**INFORMATION GIVEN:**
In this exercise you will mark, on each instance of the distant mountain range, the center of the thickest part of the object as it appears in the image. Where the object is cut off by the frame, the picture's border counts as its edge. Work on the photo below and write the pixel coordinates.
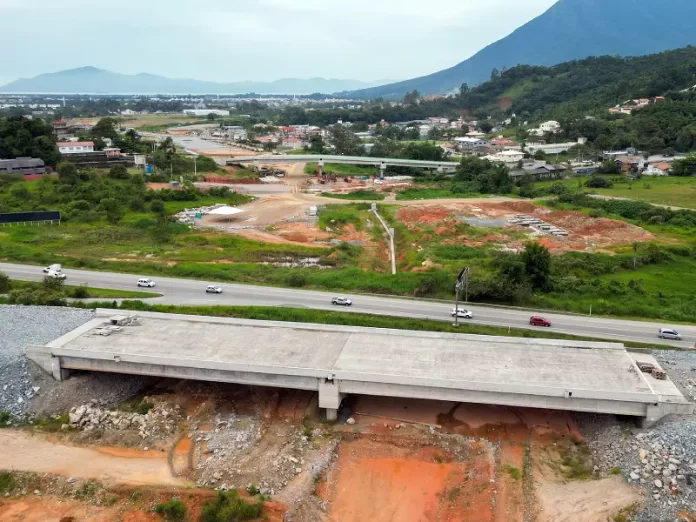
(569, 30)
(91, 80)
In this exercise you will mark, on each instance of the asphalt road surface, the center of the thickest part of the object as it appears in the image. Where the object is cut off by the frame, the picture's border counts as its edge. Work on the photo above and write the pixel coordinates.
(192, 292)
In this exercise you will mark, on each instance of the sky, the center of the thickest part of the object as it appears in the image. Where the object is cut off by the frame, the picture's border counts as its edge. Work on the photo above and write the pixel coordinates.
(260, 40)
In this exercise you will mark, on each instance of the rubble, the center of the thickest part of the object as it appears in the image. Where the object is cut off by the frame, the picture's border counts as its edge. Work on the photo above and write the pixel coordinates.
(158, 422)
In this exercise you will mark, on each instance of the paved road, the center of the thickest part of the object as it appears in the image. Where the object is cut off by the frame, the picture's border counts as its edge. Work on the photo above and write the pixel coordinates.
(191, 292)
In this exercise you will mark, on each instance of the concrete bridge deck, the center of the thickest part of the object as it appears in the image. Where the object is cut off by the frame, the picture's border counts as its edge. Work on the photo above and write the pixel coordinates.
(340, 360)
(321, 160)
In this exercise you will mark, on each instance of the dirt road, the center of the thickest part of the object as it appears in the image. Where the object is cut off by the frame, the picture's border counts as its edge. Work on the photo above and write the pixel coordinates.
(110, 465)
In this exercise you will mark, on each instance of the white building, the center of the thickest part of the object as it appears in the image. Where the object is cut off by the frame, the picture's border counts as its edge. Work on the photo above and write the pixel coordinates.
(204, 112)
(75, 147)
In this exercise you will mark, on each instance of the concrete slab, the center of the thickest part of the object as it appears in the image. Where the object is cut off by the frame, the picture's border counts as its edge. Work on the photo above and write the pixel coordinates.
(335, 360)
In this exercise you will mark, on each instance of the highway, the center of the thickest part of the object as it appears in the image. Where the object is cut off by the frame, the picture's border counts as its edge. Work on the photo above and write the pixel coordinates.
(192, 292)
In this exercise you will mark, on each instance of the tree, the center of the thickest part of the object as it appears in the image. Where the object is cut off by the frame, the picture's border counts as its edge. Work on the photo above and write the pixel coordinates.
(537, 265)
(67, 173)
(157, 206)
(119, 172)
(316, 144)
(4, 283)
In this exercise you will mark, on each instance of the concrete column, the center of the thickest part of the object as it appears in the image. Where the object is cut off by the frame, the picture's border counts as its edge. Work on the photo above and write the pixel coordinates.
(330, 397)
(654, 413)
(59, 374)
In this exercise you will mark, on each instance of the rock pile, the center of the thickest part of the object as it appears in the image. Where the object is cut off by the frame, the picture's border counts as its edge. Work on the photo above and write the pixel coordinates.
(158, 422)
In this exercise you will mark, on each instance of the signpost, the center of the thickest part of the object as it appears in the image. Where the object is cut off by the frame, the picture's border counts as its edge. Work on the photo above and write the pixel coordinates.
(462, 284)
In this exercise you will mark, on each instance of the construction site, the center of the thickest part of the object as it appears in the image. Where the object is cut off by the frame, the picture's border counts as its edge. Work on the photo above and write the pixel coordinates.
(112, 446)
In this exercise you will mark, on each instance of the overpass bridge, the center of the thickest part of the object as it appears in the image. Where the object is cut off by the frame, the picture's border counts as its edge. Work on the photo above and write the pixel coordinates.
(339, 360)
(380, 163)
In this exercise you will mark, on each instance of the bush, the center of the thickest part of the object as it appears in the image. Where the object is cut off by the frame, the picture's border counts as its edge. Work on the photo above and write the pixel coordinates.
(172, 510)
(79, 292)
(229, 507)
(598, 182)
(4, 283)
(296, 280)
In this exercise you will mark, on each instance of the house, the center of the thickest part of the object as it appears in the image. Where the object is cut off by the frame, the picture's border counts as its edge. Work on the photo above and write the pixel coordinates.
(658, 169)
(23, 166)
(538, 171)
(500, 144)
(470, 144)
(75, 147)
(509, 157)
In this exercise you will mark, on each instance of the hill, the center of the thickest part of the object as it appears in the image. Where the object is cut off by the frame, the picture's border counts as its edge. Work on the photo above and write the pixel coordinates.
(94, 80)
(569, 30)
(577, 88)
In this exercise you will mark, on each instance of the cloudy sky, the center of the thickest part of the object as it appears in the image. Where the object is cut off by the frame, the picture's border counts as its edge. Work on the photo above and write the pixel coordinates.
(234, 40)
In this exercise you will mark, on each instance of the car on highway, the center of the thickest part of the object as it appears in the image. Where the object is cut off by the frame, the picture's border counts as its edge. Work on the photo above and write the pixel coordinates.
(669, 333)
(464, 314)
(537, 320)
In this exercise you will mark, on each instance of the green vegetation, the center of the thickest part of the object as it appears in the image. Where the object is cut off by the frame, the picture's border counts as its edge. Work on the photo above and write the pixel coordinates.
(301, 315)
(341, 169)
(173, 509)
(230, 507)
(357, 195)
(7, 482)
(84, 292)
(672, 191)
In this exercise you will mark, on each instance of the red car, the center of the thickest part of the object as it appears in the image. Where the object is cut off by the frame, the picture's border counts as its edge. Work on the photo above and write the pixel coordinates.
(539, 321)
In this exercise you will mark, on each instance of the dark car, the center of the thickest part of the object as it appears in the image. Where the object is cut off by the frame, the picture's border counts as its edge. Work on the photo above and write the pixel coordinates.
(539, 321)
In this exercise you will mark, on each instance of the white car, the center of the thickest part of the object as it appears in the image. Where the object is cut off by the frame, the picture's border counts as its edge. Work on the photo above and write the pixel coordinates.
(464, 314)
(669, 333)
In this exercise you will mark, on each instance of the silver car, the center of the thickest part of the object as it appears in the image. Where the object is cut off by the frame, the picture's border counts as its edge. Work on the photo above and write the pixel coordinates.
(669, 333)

**INSTRUCTIONS TO FOLLOW:**
Convert the lines beginning with the one that contains "on highway, the" and ending with the last line of the items into a numbered list, leaving out any blank lines.

**EXERCISE OUTPUT:**
1. In this exercise you will mark, on each instance of the car on highway, the center of the thickest part of the object as it appears in the image. Where the object is cut off by the frame, the picture's border counts as its edge. Work on the photo above and write the pixel coordinates.
2. (669, 333)
3. (464, 314)
4. (537, 320)
5. In this exercise you will mark, on each instance of the green vegetation, the center of the thickest part of the object as it appears in the image. Where the object is cut off by the frame, the picture's border counts as its edge. Work on the photo above and write the pixel coordinates.
6. (301, 315)
7. (341, 169)
8. (173, 509)
9. (230, 507)
10. (357, 195)
11. (7, 482)
12. (84, 292)
13. (672, 191)
14. In this exercise you will mark, on each instance of the red car, the center of the thickest part of the object as it appears in the image. Where the object is cut off by the frame, the picture's border counts as its edge. Work on the photo above and write the pixel coordinates.
15. (539, 321)
16. In this exercise you will mark, on each instance of the dark car, the center of the thickest part of the object as it appears in the image. Where the object is cut off by the frame, the picture's border counts as its edge. Work on the photo above and write the pixel coordinates.
17. (539, 321)
18. In this exercise you will mark, on each instance of the white car, the center of the thickest part of the object as it appears in the image. Where the object is cut off by the frame, the picture's border counts as its edge. Work on the photo above and write the pixel coordinates.
19. (464, 314)
20. (669, 333)
21. In this exercise you will mark, on each instance of the silver car, the center of the thickest part of the object as it appears in the image. Where the object is cut off by the frame, the picture's border counts as its edge. Work on the photo above and write the pixel coordinates.
22. (669, 333)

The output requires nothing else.